_RECORD EXTRACTS_
↓↓↓

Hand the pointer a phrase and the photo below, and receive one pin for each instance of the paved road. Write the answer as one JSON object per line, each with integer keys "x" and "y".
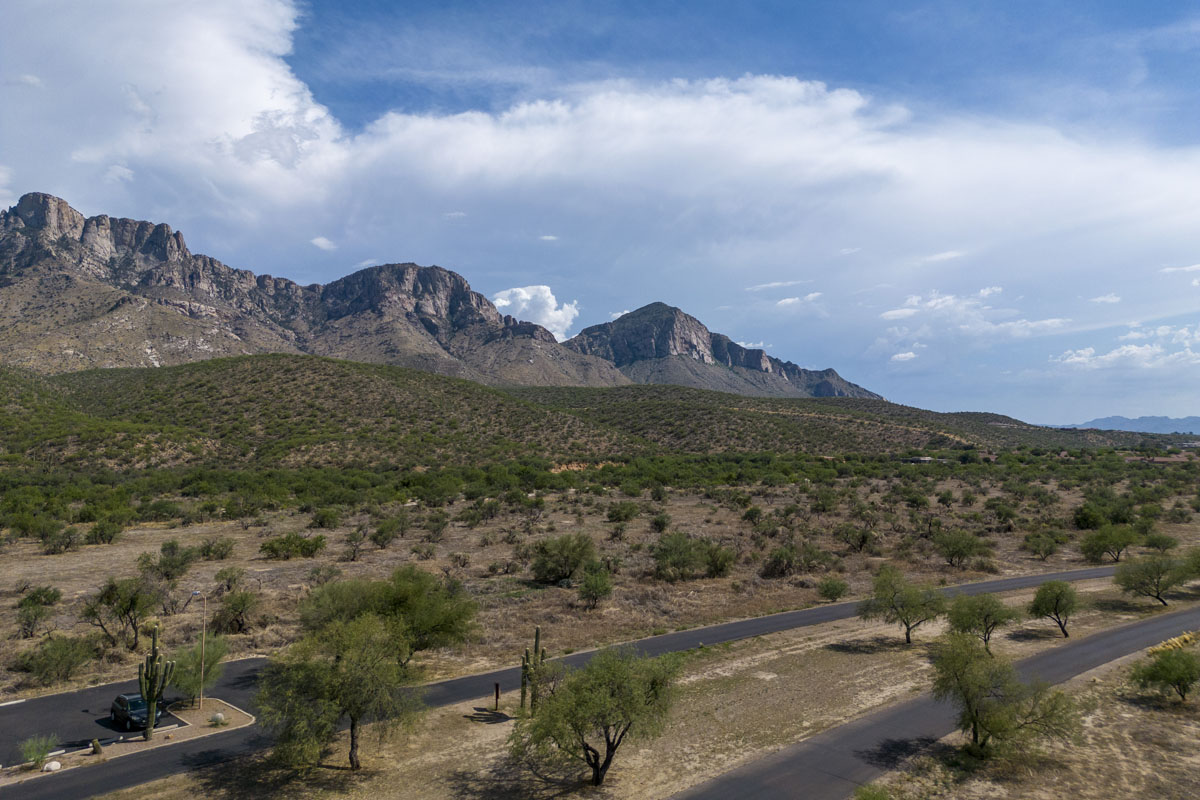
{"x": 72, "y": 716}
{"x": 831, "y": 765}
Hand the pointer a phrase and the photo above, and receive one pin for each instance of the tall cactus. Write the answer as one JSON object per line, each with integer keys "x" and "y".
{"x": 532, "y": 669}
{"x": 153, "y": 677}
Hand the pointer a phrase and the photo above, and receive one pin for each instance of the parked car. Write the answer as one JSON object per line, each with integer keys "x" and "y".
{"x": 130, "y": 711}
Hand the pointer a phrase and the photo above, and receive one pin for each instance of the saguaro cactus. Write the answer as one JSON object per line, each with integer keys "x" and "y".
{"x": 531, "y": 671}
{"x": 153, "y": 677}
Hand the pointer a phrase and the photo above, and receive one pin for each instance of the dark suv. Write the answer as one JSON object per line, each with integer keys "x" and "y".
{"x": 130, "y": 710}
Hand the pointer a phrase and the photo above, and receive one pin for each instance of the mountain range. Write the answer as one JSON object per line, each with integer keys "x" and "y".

↑↑↑

_YOUR GOAL_
Reproduce the listing from the line with "of the tall" through the end of the listing, both ends included and requests kept. Multiply every x and y coordinate in the answers by 1.95 and round each to a whole number, rounding halves up, while leaving the requests and their format samples as they are.

_ANSWER TO THIS TASK_
Hand the pointer a phrase and the photo above, and receive one pin for each instance of the tall cactus. Write the answer as one JSON object per line, each with integer keys "x" and "y".
{"x": 1037, "y": 1305}
{"x": 298, "y": 1320}
Hand the pointer a phrase and the photo above, and receive one pin for each instance of the parked car. Write the answer as one JSON object per line, each with integer keys "x" and "y".
{"x": 254, "y": 1386}
Hand the pointer a phrase and the photo above, and receive one pin for each instance of the saguaro cactus. Write the answer as one JSON object per line, each with integer keys "x" and "y".
{"x": 1035, "y": 1308}
{"x": 298, "y": 1320}
Hand the pointer a phrase and the photo above, and receive one pin for each instance of the dark suv. Write the answer as one JSON object per line, each with integer keys "x" and "y".
{"x": 254, "y": 1385}
Hand the pointer a phrase and the photo above, and receive one pin for each instance of the mountain range. Write the answer as one JSON object per line, each with integer keys "x" and "y".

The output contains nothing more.